Before the acquisition in 2016 by Alibaba, South China Morning Post belonged to the SCMP Group Limited, a company also involved in property investment and convenience store operation. In April 2016, the company announced that the transaction of their media businesses with Alibaba was completed. As the intellectual property rights to the name "SCMP" was also transferred, the company changed its name to Armada Holdings Limited, then to Great Wall Pan Asia Holdings.

Now, the current publisher for the SCMP is South China Morning Post Publishers Limited (still commonly known as SCMP Group), which currently publishes, along with the South China Morning Post and Sunday Morning Post, the following newspapers, magazines and online platforms:

- Young Post;
- Classified Post;
- Jiu Jik; (招職)
- Cosmopolitan; (Hong Kong edition)
- Elle and Elle Men; (Hong Kong edition)
- Esquire; (Hong Kong edition)
- Harper's Bazaar; (Hong Kong edition)
- The Peak;
- Inkstone News;
- Abacus News;
- Goldthread.

== Staff ==
Writers employed by the SCMP include:
- Gary Botting, writer in 1960s;
- Jonathan Fenby, editor from 1995 to 1999;
- Ma Jun, Chinese environmentalist, reporter for SCMP from 1993 to 2000;
- Nury Vittachi, humourist;
- Stephen Leather, British thriller novel writer;
- Willy Lam, Beijing correspondent and later China editor through the 1989 Tiananmen Square protests and massacre and 1997 handover of Hong Kong.

--------------------------------

### WORK INSTRUCTION 1
According to the South China Morning Post text, what was the first new name SCMP Group Limited took after the sale to Alibaba?
### WORK INSTRUCTION 2
Write out the South China Morning Post text between "Before the acquisition" and "Men; (Hong Kong edition)", inclusive.
### WORK INSTRUCTION 3
Sum up the South China Morning Post text in two sentences.
Answer from the South China Morning Post text alone.

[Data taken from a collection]
--------------------------------

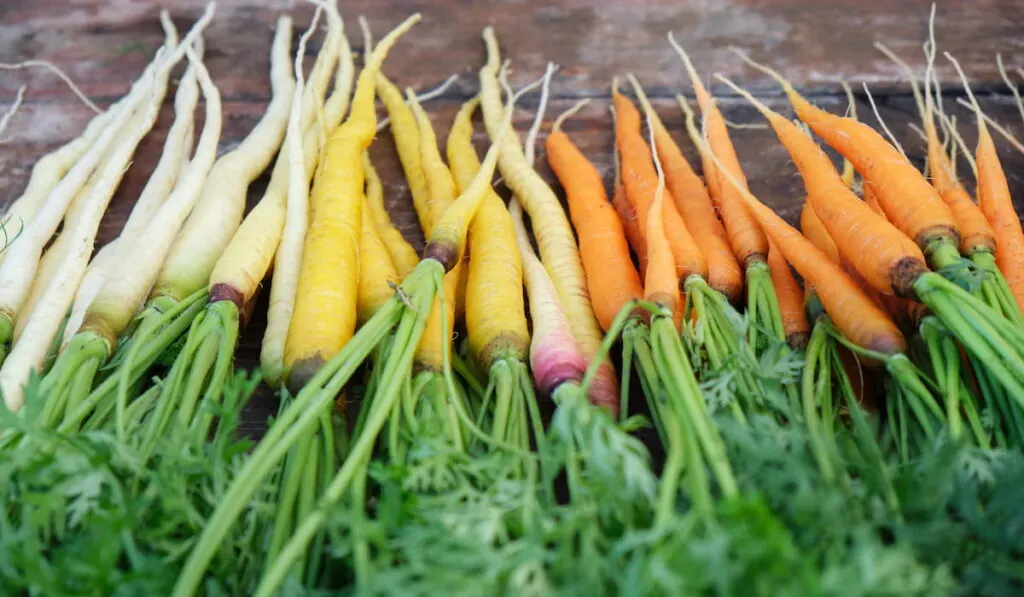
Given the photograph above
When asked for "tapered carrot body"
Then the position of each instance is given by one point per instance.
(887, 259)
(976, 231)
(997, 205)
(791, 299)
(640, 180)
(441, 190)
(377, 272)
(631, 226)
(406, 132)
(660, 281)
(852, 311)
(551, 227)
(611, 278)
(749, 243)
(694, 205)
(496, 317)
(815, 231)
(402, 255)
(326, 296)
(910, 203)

--------------------------------

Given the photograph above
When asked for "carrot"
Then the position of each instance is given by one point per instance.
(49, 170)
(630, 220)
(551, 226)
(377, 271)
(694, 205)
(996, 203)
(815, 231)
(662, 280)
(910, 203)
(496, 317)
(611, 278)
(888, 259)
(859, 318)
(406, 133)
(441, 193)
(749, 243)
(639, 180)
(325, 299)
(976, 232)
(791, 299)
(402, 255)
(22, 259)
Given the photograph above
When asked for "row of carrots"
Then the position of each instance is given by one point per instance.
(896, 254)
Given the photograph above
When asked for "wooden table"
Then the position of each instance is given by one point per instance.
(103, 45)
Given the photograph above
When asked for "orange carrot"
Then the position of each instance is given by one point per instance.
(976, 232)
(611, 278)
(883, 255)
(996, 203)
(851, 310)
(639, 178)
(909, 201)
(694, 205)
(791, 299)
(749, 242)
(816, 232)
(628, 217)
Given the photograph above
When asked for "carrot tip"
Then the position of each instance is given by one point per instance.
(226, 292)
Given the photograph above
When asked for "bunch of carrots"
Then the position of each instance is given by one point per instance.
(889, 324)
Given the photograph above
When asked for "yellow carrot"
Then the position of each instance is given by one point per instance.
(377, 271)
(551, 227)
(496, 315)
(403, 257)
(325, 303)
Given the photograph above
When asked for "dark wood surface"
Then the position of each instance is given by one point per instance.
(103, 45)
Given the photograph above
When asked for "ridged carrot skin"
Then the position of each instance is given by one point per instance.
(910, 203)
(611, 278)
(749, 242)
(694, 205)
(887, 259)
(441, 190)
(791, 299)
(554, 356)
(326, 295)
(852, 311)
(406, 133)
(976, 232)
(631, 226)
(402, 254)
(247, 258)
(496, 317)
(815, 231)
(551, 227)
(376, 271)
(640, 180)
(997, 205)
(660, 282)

--------------------------------

### RESPONSE 1
Armada Holdings Limited

### RESPONSE 2
Before the acquisition in 2016 by Alibaba, South China Morning Post belonged to the SCMP Group Limited, a company also involved in property investment and convenience store operation. In April 2016, the company announced that the transaction of their media businesses with Alibaba was completed. As the intellectual property rights to the name "SCMP" was also transferred, the company changed its name to Armada Holdings Limited, then to Great Wall Pan Asia Holdings.

Now, the current publisher for the SCMP is South China Morning Post Publishers Limited (still commonly known as SCMP Group), which currently publishes, along with the South China Morning Post and Sunday Morning Post, the following newspapers, magazines and online platforms:

- Young Post;
- Classified Post;
- Jiu Jik; (招職)
- Cosmopolitan; (Hong Kong edition)
- Elle and Elle Men; (Hong Kong edition)

### RESPONSE 3
Before Alibaba bought it in 2016, the South China Morning Post belonged to SCMP Group Limited, which then changed its name to Armada Holdings Limited and later to Great Wall Pan Asia Holdings. It is now published by South China Morning Post Publishers Limited, which also puts out titles such as Young Post, The Peak and Goldthread, and writers it has employed include Jonathan Fenby and Willy Lam.